The past year has been one of extraordinary and
ambivalent developments in the South Asian region in the context
of terrorism and other patterns of sub-conventional conflict and
warfare. The sheer range and pace of transformations has far over-extended
the capacities of the very small strategic community committed
to the analysis of these trends, and the Institute for Conflict
Management has been no exception. While the pressure of these
developments has meant a much higher volume of output from the
Institute, including weekly editions of the South Asia Intelligence
Review, daily News Updates, and an unending chain of assessments,
briefs and media interventions, Faultlines has suffered
unacceptable neglect, with just a single issue brought out in
year 2004, against the scheduled quarterly publication.
For the period of our defalcation, we thank our
readers for their patience, as well as for the encouragement they
have given us through their many concerned inquiries about the
journal. Despite the enormous pressure on limited institutional
resources, it is our intention to regularize Faultlines
through year 2005, and we propose to bring out the scheduled volume
each quarter. We also hope to attend to at least a part of the
backlog as well. These objectives have been made the more urgent
by the expanding profile of instability and violence in the South
Asian region, by the sheer paucity of analytic literature on the
contemporary history and experience of insurgent and terrorist
movements here, and by the persistent superficiality, even ignorance,
of the larger academic and political debate and of the policy
paradigms that continue to dominate these issues.
The broad thrust of efforts in Faultlines,
as, indeed, the cumulative thrust of all of the Institute’s endeavours,
is, in the words of Claude Bernard, "to give birth to an
idea by making a fact appear, that is to say, make an experiment
to see."1 In the muddy waters of political
and polemical discourse, the facts relating to terrorism, insurgency
and other patterns of sub-conventional conflict and warfare have
often gone undocumented, been obscured, intentionally ignored,
or sacrificed to the imperatives of expediency and political correctness.
Eight year’s into the Institute’s existence, and in the sixth
year of the publication of Faultlines, however, our ‘experiment
to see’ has secured some notable successes, and a faint echo of
realism is now audible in many quarters, though its reflection
in policy and practice remains, at best, erratic.
The need to delve below the surface, the stereotype
and the well-meaning fiction, has been immensely enlarged over
the past years by the increasing complexity of conflicts in the
region, their ideological and material linkages across borders
and across continents, and the subtlety of transformations that
are occurring – often unnoticed till they manifest themselves
in tragedy – in the patterns and spheres of operation of radical
groups and their sponsors.

§ **Dataset entries**
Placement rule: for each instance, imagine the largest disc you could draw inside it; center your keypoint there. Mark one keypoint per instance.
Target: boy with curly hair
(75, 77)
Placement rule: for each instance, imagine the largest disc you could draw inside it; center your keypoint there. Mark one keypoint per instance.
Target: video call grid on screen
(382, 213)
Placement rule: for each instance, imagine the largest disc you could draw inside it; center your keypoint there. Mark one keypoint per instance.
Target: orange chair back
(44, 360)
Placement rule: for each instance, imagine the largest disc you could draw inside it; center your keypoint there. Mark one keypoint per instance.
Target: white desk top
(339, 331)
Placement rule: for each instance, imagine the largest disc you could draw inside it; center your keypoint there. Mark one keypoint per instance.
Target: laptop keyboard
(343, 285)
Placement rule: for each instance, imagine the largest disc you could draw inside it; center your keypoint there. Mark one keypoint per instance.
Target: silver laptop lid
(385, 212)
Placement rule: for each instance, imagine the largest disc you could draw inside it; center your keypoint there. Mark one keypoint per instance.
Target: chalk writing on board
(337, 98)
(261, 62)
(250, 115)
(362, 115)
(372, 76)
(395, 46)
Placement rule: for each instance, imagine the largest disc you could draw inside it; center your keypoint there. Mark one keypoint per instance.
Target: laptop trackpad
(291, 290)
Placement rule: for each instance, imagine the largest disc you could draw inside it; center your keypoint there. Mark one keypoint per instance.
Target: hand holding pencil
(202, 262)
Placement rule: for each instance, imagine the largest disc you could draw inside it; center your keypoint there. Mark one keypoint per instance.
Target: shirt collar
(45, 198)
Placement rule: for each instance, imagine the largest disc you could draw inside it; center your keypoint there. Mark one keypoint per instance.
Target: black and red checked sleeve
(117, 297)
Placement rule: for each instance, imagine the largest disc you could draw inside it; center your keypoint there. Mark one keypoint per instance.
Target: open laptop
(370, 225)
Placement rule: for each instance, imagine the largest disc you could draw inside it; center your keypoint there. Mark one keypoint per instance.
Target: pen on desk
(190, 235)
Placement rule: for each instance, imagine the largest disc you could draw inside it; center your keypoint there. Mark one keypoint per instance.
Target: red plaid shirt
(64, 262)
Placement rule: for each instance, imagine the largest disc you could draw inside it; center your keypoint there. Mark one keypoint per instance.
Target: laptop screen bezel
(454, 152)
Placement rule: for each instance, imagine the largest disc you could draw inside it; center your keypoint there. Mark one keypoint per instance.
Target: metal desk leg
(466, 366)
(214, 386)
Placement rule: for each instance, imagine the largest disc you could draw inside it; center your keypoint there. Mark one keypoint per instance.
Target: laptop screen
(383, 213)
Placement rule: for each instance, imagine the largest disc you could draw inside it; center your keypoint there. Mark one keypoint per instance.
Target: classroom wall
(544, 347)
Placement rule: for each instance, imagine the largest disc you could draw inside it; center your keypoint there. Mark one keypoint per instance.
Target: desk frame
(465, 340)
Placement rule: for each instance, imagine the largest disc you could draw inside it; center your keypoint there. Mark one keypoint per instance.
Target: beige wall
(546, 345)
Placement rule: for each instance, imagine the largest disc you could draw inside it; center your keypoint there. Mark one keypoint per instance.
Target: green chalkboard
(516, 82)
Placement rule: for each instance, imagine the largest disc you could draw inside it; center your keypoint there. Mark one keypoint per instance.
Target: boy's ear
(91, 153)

§ **Task A**
Answer these from the note on Faultlines:
(i) How many issues of Faultlines came out in 2004?
(ii) Whose words are quoted to describe the broad thrust of efforts in Faultlines?
(iii) In which year of its publication is Faultlines said to be?
§ **Task B**
Reproduce the note on Faultlines word for word, starting with "The broad thrust" and going on through "at best, erratic.".
§ **Task C**
Write what comes next in the note on Faultlines, picking up after its last sentence.

§ **Output A**
(i) A single issue.
(ii) Claude Bernard's.
(iii) The sixth year.

§ **Output B**
The broad thrust of efforts in Faultlines,
as, indeed, the cumulative thrust of all of the Institute’s endeavours,
is, in the words of Claude Bernard, "to give birth to an
idea by making a fact appear, that is to say, make an experiment
to see."1 In the muddy waters of political
and polemical discourse, the facts relating to terrorism, insurgency
and other patterns of sub-conventional conflict and warfare have
often gone undocumented, been obscured, intentionally ignored,
or sacrificed to the imperatives of expediency and political correctness.
Eight year’s into the Institute’s existence, and in the sixth
year of the publication of Faultlines, however, our ‘experiment
to see’ has secured some notable successes, and a faint echo of
realism is now audible in many quarters, though its reflection
in policy and practice remains, at best, erratic.

§ **Output C**
While there appears to have been a secular decline
in trends in terrorist and insurgent violence in South Asia –
as reflected in fatalities in various theatres – since 9/11, there
are dramatic skews in this trend, and there has, particularly
over the past year, been a dramatic expansion in the geographical
spread of such conflicts.2 Worse, the spheres
of political mismanagement and incompetence, of general lawlessness
and criminality, and of sectarian, communal and other collective
tensions appear to be expanding across much of the region, notwithstanding
isolated success stories and dramatic economic and technological
transformations in some areas. There are, consequently, powerful
emerging threats to regional and national stability in South Asia,
notwithstanding the apparent and significant regime stability
manifested within its constituent states.
The coming years will thus require a continuous
and intense struggle to cope with a wide range of destabilizing
factors in South Asia, and the endeavour to document, analyse
and assess the intricate dynamic of these factors will be integral
to their containment. The contribution of a multiplicity of independent
institutions and scholars will be necessary to this latter task
of study and evaluation, if future policies are to comprehend
a necessary measure of consistency and to meet with desired successes.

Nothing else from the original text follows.